**Your objective:** Write out every one of the rows below word for word, changing nothing.

[Records from a data collection]
#####
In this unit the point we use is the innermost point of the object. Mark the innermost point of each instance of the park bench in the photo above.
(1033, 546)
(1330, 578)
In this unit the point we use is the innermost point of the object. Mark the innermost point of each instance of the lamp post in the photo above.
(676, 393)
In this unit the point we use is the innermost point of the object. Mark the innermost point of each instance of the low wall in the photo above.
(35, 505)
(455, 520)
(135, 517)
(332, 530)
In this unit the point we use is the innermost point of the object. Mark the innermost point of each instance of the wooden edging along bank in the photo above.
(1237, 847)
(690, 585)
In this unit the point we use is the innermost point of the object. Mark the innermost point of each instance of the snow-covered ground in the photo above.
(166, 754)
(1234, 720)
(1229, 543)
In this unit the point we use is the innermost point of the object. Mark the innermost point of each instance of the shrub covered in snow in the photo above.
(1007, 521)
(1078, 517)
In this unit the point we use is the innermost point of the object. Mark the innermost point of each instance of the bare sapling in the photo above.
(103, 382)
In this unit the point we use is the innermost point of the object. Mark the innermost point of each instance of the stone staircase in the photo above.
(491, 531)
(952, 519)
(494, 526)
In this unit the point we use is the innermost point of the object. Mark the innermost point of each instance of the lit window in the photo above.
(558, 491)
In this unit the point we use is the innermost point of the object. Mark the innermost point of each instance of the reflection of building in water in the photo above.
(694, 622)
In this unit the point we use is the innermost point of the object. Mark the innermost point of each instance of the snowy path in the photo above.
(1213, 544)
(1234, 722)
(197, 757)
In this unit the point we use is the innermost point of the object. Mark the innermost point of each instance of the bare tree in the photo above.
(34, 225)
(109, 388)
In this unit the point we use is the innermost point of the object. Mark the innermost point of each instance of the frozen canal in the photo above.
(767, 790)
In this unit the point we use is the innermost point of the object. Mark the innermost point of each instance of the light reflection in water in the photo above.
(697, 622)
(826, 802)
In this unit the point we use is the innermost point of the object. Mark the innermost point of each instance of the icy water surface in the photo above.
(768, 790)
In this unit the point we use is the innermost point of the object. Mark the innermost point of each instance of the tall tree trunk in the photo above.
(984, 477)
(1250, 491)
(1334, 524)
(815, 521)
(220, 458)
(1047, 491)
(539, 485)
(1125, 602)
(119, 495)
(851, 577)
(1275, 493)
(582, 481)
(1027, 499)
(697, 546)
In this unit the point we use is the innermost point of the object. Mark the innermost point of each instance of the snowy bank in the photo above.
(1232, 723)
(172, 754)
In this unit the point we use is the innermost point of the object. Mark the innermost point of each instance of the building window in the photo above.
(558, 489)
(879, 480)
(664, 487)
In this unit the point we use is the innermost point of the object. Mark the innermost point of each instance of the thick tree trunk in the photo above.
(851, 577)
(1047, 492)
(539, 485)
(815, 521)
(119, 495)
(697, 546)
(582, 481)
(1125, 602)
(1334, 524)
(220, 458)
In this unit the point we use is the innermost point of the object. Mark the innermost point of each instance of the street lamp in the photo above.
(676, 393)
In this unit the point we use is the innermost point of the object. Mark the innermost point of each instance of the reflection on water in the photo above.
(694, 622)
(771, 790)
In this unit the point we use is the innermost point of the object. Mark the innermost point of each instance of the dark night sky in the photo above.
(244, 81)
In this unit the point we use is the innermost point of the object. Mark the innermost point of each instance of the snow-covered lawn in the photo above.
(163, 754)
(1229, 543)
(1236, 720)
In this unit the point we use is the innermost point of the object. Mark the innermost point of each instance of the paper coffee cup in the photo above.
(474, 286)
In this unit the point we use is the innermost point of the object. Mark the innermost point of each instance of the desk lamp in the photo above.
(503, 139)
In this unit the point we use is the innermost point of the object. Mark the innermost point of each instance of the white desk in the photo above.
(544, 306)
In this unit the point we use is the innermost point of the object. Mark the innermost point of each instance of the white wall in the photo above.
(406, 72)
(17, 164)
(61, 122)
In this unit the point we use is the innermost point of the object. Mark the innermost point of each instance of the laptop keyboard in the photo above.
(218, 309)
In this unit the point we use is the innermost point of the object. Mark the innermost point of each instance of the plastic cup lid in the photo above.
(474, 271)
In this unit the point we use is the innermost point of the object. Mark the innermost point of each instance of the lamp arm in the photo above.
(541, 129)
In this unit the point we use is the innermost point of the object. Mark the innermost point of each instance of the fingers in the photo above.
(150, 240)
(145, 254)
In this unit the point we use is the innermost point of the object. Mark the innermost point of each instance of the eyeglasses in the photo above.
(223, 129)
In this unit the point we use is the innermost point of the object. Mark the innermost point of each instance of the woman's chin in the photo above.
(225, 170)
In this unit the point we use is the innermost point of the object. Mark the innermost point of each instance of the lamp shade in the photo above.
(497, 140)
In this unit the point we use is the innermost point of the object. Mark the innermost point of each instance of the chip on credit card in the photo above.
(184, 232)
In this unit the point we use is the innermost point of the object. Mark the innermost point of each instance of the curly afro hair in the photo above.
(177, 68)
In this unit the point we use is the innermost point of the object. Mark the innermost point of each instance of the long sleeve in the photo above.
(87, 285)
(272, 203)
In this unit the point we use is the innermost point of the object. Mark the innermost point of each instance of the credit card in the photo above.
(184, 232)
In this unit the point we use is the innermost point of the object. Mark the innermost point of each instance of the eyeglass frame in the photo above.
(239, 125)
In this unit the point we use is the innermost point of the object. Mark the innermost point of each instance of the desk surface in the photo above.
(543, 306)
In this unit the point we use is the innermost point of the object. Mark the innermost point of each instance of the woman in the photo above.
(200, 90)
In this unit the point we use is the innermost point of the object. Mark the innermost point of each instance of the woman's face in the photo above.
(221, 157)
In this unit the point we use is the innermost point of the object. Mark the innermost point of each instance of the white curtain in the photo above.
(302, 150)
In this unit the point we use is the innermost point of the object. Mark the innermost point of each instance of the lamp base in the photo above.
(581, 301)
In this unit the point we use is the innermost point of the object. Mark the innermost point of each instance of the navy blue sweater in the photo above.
#####
**Task response:**
In this unit the point we use is the innermost point of the object. Mark the innermost point of each instance of the park bench in the photo above.
(1033, 546)
(1330, 578)
In this unit the point we use is the innermost point of the object. Mark the innermost point of each instance of the lamp post in the photo above.
(676, 393)
In this unit the point we use is the innermost point of the object. Mark the innermost point of each instance of the low wall in the photo above.
(35, 505)
(455, 520)
(135, 517)
(332, 530)
In this unit the point we use is the innermost point of the object. Mark the innermost point of each instance of the wooden edging along bank in the photo above.
(1237, 847)
(690, 585)
In this unit the point we use is the innermost point of the object. Mark the innermost point of each instance of the snow-covered ground in the photo above.
(166, 754)
(1234, 720)
(1229, 543)
In this unit the point we use is the innermost point of the object. Mark the innermost point of each instance of the shrub covered in snow in the photo above.
(1007, 521)
(1078, 517)
In this unit the point we use is the innermost point of the object. Mark the innermost point of each instance of the bare sapling in the photo above.
(103, 382)
In this unit the point we use is the innermost point of the object. Mark the innermost point of each instance of the stone staircase in the photo above.
(491, 531)
(952, 519)
(494, 526)
In this unit the point we use is the innermost point of the object. Mark the innermost point of each instance of the lit window in the photo above.
(558, 491)
In this unit the point we use is the innermost point of the object. Mark the innermost point of each instance of the reflection of building in water in the photo above.
(694, 622)
In this unit the point we use is the innermost point of the object. Mark the innermost point of each instance of the snowy path in the photo above.
(1213, 544)
(1234, 722)
(197, 757)
In this unit the point we use is the innermost point of the object. Mark the innermost point of each instance of the bare tree in the photo above.
(34, 225)
(109, 388)
In this unit the point we use is the innermost point of the object. Mark the innermost point of each instance of the frozen canal in the photo above.
(767, 790)
In this unit the point we use is the innermost point of the object. Mark the innermost point of each instance of the light reflection in water in the photo above.
(697, 622)
(826, 802)
In this unit the point we use is the innermost point of the object. Mark the innermost point of each instance of the icy water surface in the photo above.
(768, 790)
In this unit the point we use is the innermost point of the object. Mark the innermost point of each instance of the tall tree trunk in the photo above.
(984, 477)
(1250, 491)
(1334, 524)
(815, 521)
(220, 458)
(1047, 491)
(539, 485)
(1125, 602)
(119, 495)
(851, 577)
(1275, 493)
(582, 481)
(1027, 499)
(697, 546)
In this unit the point we use is the innermost point of the object. Mark the innermost point of each instance of the snowy bank in the photo above.
(1232, 723)
(172, 754)
In this unit the point we use is the innermost point of the object. Mark the innermost point of each instance of the building window in the photo above.
(558, 489)
(879, 480)
(664, 487)
In this unit the point we use is the innermost point of the object. Mark the innermost point of each instance of the thick tree trunk in the photo above.
(851, 577)
(1047, 492)
(539, 485)
(815, 521)
(119, 495)
(697, 546)
(582, 481)
(1125, 602)
(1334, 524)
(220, 458)
In this unit the point we use is the innermost point of the object. Mark the innermost point of each instance of the street lamp in the photo above.
(676, 393)
In this unit the point we use is the innermost point of the object. Mark the innermost point of each instance of the reflection on water in the photo above.
(694, 622)
(771, 790)
In this unit the point we use is the innermost point of the object. Mark the innermost point of each instance of the dark night sky in the photo above.
(244, 81)
In this unit the point we use is the innermost point of the object. Mark the innermost point of each instance of the snow-covered lawn in the photo above.
(163, 754)
(1229, 543)
(1236, 720)
In this unit the point we use is the innermost point of the object. Mark the innermost point of each instance of the paper coffee cup in the photo above.
(474, 286)
In this unit the point we use is the innermost point of the object. Mark the innermost point of each instance of the desk lamp in the photo above.
(503, 139)
In this unit the point we use is the innermost point of the object. Mark the innermost point of each instance of the white desk in the photo above.
(544, 306)
In this unit the point we use is the innermost point of the object. Mark the innermost point of each instance of the white wall in the photo above.
(406, 72)
(17, 164)
(61, 122)
In this unit the point we use is the innermost point of the object. Mark the innermost point of each instance of the laptop keyboard in the photo above.
(218, 309)
In this unit the point we use is the innermost point of the object. Mark the innermost point of each instance of the plastic cup lid in the photo above.
(474, 271)
In this unit the point we use is the innermost point of the object. Mark the innermost point of each instance of the lamp arm in the photo above.
(541, 129)
In this unit the point we use is the innermost point of the object. Mark the innermost point of each instance of the fingers in the photo above.
(150, 240)
(145, 254)
In this unit the point we use is the innermost point of the object. Mark the innermost point of each instance of the eyeglasses in the photo above.
(223, 129)
In this unit the point we use is the innermost point of the object. Mark the innermost point of each instance of the woman's chin in the photo above.
(225, 170)
In this unit the point we use is the innermost point of the object. Mark the innermost point of each instance of the lamp shade in the photo above.
(497, 140)
In this unit the point we use is the innermost point of the object. Mark the innermost point of each instance of the chip on credit card in the photo above.
(184, 232)
In this unit the point we use is the innermost point of the object. Mark the innermost point of each instance of the curly afro hair in the photo above.
(177, 68)
In this unit the point we use is the innermost point of the object. Mark the innermost point of each instance of the long sleeve in the photo above.
(87, 285)
(272, 203)
In this unit the point we use is the innermost point of the object. Mark the innermost point of each instance of the credit card in the photo above.
(184, 232)
In this unit the point we use is the innermost point of the object. Mark the innermost point of each instance of the eyeglass frame in the photo above.
(239, 125)
In this unit the point we use is the innermost point of the object. Mark the innermost point of each instance of the desk surface in the photo above.
(543, 306)
In this unit the point we use is the innermost point of the object. Mark the innermost point of each instance of the woman in the photo above.
(200, 90)
In this unit the point we use is the innermost point of the object. Mark the innermost point of each instance of the woman's face in the photo above.
(221, 157)
In this unit the point we use is the innermost point of the object. Mark the innermost point of each instance of the white curtain in the photo above.
(302, 150)
In this unit the point we use is the innermost point of the object. Mark the innermost point of each instance of the lamp base in the photo above.
(581, 301)
In this unit the point we use is the innermost point of the object. Mark the innermost point of each instance of the navy blue sweater in the photo above.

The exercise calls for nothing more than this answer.